* _What you need to do_
Rewrite these rows, substituting "coordinate pairs" for every "vertex pairs" and leaving everything else unchanged.

* _Dataset content_
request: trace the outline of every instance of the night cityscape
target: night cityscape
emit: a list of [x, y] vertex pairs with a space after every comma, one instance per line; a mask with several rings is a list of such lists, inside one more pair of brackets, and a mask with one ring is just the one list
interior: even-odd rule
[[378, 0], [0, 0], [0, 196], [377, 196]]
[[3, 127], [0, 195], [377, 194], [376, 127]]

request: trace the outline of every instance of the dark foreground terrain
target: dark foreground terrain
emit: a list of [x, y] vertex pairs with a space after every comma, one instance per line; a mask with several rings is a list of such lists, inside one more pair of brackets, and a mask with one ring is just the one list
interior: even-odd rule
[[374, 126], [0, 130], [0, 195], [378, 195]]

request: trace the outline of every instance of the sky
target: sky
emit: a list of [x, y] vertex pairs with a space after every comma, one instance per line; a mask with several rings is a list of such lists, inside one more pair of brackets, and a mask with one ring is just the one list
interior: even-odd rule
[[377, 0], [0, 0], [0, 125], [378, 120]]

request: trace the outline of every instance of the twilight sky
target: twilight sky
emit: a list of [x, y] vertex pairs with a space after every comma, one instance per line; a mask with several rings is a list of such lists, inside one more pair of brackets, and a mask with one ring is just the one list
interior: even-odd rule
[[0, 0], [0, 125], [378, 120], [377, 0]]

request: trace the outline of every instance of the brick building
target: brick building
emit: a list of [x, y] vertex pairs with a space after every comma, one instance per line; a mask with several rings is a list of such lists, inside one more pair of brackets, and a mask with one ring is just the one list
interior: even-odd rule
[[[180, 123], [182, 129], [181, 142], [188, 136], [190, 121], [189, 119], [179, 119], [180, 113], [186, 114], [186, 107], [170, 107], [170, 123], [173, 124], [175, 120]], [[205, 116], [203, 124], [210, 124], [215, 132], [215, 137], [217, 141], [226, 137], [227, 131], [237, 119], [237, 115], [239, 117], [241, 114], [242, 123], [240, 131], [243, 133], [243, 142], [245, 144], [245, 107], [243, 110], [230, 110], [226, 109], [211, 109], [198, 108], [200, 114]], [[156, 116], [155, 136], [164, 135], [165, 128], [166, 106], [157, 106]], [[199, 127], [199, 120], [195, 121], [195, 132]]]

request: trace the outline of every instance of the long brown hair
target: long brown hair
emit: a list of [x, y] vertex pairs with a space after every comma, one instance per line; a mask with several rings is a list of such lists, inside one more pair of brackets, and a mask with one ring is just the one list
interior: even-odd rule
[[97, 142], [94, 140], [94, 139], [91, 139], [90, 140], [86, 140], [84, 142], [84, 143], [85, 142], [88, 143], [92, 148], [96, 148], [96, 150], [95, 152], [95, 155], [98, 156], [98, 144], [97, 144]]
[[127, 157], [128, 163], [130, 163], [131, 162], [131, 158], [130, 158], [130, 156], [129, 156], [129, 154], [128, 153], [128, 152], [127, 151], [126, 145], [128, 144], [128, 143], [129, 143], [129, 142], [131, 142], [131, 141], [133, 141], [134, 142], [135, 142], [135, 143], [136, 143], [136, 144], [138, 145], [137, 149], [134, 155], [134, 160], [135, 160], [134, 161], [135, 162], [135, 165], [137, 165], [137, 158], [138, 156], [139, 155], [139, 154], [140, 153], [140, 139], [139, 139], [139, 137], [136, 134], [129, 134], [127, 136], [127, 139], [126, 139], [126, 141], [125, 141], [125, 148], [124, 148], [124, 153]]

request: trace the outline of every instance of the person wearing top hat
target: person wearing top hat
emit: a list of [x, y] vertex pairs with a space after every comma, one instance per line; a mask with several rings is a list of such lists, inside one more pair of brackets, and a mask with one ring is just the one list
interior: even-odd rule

* _Solution to the problem_
request: trace the outline of every instance of the night cityscape
target: night cityscape
emit: a list of [x, y] coordinate pairs with a space after every comma, one instance per line; a mask with several rings is a list of such lists, inside one more pair of brackets, and a mask with one ring is just the one list
interior: even-odd rule
[[378, 0], [0, 0], [0, 196], [377, 196]]
[[3, 127], [0, 195], [377, 194], [376, 127]]

request: trace the outline of every instance of the dark foreground terrain
target: dark foreground terrain
emit: a list of [x, y] coordinate pairs with a space after every comma, one instance per line; a mask with several rings is a list of such lists, inside one more pair of brackets, and a mask with one ring is just the one list
interior: even-odd rule
[[374, 126], [0, 130], [0, 195], [378, 195]]

request: trace the outline of every instance of the sky
target: sky
emit: a list of [x, y] coordinate pairs with a space after every comma, one instance per line; a mask with several rings is a list of such lists, inside one more pair of brackets, and a mask with one ring is just the one list
interior: even-odd rule
[[377, 0], [0, 0], [0, 125], [378, 120]]

request: trace the outline of every instance of the twilight sky
target: twilight sky
emit: a list of [x, y] coordinate pairs with a space after every comma, one instance per line; a mask with several rings is a list of such lists, inside one more pair of brackets, and a mask with one ring is just the one list
interior: even-odd rule
[[0, 0], [0, 125], [378, 120], [377, 0]]

request: trace the outline of every instance of the brick building
target: brick building
emit: a list of [x, y] coordinate pairs with a space after every comma, one instance per line; a mask with several rings is a list of such lists, inside one more pair of brackets, and a mask with one ring is just the one list
interior: even-odd rule
[[[180, 123], [182, 129], [181, 142], [188, 136], [190, 121], [189, 119], [179, 119], [180, 113], [186, 114], [186, 107], [170, 107], [170, 123], [173, 124], [175, 120]], [[205, 116], [203, 124], [210, 124], [215, 132], [215, 137], [217, 141], [226, 137], [227, 131], [237, 119], [237, 115], [239, 117], [241, 114], [242, 123], [240, 131], [243, 133], [243, 142], [245, 144], [245, 107], [243, 110], [230, 110], [226, 109], [211, 109], [198, 108], [200, 114]], [[156, 116], [155, 136], [164, 135], [165, 128], [166, 106], [157, 106]], [[199, 127], [199, 120], [195, 121], [195, 132]]]

request: trace the outline of every instance of the long brown hair
target: long brown hair
emit: a list of [x, y] coordinate pairs with a space after every comma, one instance per line; a mask with several rings is a list of such lists, inside one more pair of brackets, and a mask with one ring is just the one list
interior: even-odd rule
[[97, 142], [94, 140], [94, 139], [91, 139], [90, 140], [86, 140], [84, 142], [84, 143], [85, 142], [88, 143], [92, 148], [96, 148], [96, 150], [95, 152], [95, 155], [98, 156], [98, 144], [97, 144]]
[[127, 157], [128, 163], [130, 163], [131, 162], [131, 158], [130, 158], [130, 156], [129, 156], [129, 154], [128, 153], [128, 152], [127, 151], [126, 145], [128, 144], [128, 143], [129, 143], [129, 142], [131, 142], [131, 141], [133, 141], [134, 142], [135, 142], [135, 143], [136, 143], [136, 144], [138, 145], [137, 149], [134, 155], [134, 160], [135, 160], [134, 161], [135, 162], [135, 165], [137, 165], [137, 158], [138, 156], [139, 155], [139, 154], [140, 153], [140, 139], [139, 139], [139, 137], [136, 134], [129, 134], [127, 136], [127, 139], [126, 139], [126, 141], [125, 141], [125, 148], [124, 148], [124, 153]]

request: trace the outline of every instance of the person wearing top hat
target: person wearing top hat
emit: a list of [x, y] coordinate pairs with a space after every comma, one instance per line; a mask with several rings is a list of such lists, inside one more pair of brackets, and a mask with one ring is just the one list
interior: even-odd rule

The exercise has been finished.